── RECORDS SUPPLIED ──

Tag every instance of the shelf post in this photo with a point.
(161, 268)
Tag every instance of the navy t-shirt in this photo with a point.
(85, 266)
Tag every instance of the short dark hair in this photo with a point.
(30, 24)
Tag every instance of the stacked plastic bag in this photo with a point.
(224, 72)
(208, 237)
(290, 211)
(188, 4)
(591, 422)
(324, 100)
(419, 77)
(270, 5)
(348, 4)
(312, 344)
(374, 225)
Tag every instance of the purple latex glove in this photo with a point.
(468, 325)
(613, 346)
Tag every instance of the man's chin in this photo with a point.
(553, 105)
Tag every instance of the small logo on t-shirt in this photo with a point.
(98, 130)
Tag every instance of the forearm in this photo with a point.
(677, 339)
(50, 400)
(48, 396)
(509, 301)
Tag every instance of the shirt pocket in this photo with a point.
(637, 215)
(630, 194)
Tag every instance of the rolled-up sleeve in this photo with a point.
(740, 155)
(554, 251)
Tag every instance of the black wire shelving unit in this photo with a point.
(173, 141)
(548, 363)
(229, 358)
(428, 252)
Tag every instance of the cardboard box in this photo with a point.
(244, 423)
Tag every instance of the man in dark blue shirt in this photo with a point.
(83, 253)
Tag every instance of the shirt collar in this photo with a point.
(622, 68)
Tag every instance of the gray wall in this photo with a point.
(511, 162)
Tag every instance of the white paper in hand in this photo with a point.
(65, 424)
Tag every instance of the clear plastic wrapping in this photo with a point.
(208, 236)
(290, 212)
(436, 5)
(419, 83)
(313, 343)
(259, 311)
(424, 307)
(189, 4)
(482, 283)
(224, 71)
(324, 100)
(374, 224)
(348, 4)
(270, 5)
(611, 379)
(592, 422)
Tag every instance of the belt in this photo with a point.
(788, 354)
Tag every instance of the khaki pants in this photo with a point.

───

• _DIRECTIONS_:
Please rewrite the records from the line containing "Tag every instance of the navy" through the end of the records, both ends included, keeping the requests and giving only those lines. Multiply every point coordinate in the answers by 1.6 and round each result to a whole number, with halves rounded up.

• _ANSWER BELOW_:
Tag every instance of the navy t-shirt in this photo with a point.
(136, 426)
Tag every instance of the short dark hair in this photo with a point.
(48, 38)
Tag every instance of the stacked plastic bag in this photo with a point.
(358, 115)
(333, 379)
(464, 338)
(301, 6)
(946, 675)
(518, 160)
(670, 123)
(432, 8)
(557, 6)
(499, 550)
(598, 360)
Tag every instance of the purple latex glove in this photo with a point.
(749, 520)
(981, 554)
Tag every instance of the man's chin in this photo with a point.
(885, 168)
Tag every instance of the small logo on t-shirt in this photo with a point.
(157, 208)
Tag every instance of the forearm in this photo with a point.
(1083, 542)
(80, 640)
(77, 634)
(814, 482)
Tag every instance of the shirt pocket in this photo with a point.
(1019, 344)
(1008, 310)
Tag every instance of the rolled-up sleeve in this photo with a point.
(1184, 248)
(886, 402)
Tag every instance of the black wire shelving unit in this photo with a point.
(277, 226)
(877, 581)
(366, 573)
(685, 403)
Tag every instance of the cardboard box in this photo with a point.
(390, 677)
Tag every instance of the man in dark blue shirt in this photo with a point.
(133, 405)
Tag every instance of the shirt collar in this photo with a point.
(995, 109)
Tag every instance of the gray wall in this photo with a point.
(818, 259)
Tag every instance of the white paper in hand in this photo with a point.
(104, 678)
Tag every instance of the clear plastic wrapping in this photo with a point.
(333, 378)
(464, 339)
(698, 8)
(670, 133)
(501, 549)
(414, 498)
(678, 491)
(302, 6)
(771, 453)
(358, 114)
(518, 160)
(598, 358)
(557, 6)
(432, 8)
(978, 606)
(947, 675)
Tag every instance of the belt in this photo with a point.
(1261, 566)
Tag every instance of the khaki pants in this photo with a point.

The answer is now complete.